INPUT:
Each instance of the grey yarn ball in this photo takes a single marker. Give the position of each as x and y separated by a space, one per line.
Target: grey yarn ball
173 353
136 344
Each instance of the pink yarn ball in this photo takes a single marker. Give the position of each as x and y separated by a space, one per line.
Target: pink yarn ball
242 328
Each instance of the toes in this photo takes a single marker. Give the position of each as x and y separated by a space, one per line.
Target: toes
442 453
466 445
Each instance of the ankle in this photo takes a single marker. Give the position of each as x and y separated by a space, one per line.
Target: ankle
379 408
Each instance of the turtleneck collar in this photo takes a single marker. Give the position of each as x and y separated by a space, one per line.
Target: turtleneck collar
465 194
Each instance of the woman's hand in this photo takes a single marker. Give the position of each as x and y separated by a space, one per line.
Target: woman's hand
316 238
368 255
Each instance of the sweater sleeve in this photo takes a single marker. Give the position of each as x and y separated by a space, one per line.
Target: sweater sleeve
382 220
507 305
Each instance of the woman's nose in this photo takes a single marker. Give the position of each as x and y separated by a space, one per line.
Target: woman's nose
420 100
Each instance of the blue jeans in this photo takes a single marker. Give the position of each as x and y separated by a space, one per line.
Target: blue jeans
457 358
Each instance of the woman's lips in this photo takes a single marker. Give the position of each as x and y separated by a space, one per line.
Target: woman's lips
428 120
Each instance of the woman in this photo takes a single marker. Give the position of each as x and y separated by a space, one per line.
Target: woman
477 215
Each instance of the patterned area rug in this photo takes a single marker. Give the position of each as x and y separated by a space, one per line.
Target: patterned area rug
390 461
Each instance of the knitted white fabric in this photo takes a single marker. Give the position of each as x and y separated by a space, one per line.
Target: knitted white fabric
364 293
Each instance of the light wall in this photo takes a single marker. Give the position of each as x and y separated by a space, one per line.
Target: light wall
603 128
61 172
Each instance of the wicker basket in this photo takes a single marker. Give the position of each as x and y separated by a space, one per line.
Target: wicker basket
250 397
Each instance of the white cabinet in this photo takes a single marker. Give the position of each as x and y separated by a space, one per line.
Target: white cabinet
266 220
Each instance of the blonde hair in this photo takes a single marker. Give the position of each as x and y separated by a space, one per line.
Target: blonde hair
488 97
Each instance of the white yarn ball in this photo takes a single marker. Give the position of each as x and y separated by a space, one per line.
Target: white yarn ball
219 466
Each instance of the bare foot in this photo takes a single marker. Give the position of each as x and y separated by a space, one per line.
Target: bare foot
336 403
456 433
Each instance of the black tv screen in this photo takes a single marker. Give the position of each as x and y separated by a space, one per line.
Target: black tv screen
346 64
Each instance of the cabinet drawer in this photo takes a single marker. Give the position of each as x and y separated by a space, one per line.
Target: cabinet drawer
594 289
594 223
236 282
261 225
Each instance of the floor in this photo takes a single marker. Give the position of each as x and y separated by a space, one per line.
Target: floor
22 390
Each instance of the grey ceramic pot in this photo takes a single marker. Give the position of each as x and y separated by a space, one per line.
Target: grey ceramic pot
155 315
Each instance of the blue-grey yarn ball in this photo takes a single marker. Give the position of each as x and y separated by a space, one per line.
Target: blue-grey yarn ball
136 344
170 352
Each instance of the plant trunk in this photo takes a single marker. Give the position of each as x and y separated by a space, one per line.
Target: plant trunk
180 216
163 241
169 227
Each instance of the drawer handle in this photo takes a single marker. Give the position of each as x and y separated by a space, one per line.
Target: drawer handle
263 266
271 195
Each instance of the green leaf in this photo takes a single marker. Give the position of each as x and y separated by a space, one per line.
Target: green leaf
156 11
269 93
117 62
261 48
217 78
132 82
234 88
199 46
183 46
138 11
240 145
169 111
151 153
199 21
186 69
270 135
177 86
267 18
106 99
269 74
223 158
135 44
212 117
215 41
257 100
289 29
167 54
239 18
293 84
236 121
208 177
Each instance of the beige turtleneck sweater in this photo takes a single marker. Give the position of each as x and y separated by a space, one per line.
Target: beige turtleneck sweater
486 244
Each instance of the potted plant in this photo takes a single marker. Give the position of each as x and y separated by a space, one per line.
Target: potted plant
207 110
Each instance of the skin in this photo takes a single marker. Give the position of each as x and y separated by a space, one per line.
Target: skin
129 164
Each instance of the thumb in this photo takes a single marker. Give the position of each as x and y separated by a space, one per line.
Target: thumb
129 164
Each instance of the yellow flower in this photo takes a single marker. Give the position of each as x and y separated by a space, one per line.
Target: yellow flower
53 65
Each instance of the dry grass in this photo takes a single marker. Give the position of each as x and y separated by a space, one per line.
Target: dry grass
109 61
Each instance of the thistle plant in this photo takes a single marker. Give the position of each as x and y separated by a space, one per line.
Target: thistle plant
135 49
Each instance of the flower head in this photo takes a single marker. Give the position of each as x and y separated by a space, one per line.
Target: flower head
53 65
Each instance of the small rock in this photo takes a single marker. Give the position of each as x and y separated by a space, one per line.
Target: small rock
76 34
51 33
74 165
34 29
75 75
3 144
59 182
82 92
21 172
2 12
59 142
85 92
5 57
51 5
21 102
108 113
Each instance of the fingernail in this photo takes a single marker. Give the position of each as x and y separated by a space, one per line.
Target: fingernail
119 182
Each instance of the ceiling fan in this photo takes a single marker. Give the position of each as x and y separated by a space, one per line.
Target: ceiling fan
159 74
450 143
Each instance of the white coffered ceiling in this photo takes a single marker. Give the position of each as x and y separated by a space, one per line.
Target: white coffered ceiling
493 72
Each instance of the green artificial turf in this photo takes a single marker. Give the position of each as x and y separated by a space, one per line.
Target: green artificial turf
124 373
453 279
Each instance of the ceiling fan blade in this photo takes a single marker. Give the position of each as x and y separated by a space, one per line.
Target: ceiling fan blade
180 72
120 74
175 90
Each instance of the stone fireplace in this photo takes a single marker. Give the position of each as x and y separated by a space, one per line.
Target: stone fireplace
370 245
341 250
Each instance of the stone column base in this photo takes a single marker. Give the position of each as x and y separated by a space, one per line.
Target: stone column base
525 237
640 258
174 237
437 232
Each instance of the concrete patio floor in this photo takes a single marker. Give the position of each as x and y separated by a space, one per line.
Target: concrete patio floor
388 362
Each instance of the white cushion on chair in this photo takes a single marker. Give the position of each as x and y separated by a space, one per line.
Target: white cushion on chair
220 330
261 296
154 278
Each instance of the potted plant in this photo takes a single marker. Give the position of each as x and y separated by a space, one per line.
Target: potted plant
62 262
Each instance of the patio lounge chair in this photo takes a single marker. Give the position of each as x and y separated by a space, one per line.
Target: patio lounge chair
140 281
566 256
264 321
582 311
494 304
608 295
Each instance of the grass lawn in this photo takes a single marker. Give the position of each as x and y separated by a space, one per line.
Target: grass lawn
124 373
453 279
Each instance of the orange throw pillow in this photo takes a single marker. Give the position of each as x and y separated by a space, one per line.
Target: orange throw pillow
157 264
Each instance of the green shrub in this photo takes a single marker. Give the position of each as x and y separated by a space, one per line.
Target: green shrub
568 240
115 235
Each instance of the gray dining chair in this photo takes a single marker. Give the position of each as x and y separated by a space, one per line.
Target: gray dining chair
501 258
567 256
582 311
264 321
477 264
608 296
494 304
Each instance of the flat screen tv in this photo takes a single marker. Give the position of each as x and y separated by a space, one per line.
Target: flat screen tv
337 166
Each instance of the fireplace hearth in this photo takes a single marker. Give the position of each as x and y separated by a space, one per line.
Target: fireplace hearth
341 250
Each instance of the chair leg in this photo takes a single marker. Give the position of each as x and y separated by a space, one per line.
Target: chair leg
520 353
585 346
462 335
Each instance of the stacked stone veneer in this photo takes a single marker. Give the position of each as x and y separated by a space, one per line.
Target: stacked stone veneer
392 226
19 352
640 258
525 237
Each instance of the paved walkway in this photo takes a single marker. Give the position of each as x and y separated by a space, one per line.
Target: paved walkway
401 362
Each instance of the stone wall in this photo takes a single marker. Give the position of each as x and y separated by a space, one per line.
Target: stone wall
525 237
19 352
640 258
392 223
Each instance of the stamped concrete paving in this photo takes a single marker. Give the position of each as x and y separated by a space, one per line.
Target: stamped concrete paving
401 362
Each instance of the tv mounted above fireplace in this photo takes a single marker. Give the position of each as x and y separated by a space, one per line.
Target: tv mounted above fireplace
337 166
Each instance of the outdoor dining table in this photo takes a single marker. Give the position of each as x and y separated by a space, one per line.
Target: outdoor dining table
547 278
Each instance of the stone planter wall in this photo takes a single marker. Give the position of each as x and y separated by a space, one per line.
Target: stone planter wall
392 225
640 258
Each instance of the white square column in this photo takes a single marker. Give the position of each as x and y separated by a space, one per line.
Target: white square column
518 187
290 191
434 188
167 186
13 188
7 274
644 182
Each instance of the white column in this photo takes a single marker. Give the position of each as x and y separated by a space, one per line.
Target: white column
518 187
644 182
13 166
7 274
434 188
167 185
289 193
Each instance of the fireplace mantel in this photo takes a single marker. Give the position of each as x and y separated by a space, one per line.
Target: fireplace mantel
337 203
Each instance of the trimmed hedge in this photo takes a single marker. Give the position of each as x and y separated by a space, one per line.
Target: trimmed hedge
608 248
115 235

WHAT THE TASK REQUIRES: Set down, exactly as they stand above, the lines starting with the line with "Target: light wall" and going on through the line with "Each instance of the cabinet", and no others.

ANSWER BELOW:
Target: light wall
603 128
61 172
Each instance of the wicker basket in this photo takes a single marker. Give the position of each as x and y separated by a space, one per line.
Target: wicker basket
250 397
Each instance of the white cabinet in this photo takes a single marker. Give the position of each as x and y separated by a space, one per line.
Target: white cabinet
266 220
Each instance of the blonde hair in this photo takes a single marker. Give the position of each as x and y separated by a space, one per line.
Target: blonde hair
488 97
Each instance of the white yarn ball in this photo takes a single marker. Give the position of each as x and y separated by a space, one per line.
Target: white yarn ball
219 466
Each instance of the bare foot in this photo takes a single marker. Give the position of each as x and y separated by a space, one per line.
Target: bare foot
336 403
456 433
Each instance of the black tv screen in this photo takes a single marker. Give the position of each as x and y separated by a space, one per line.
Target: black tv screen
346 64
Each instance of the cabinet drawer in this photo takes a single marker. Give the position of each as x and y separated by a space, one per line.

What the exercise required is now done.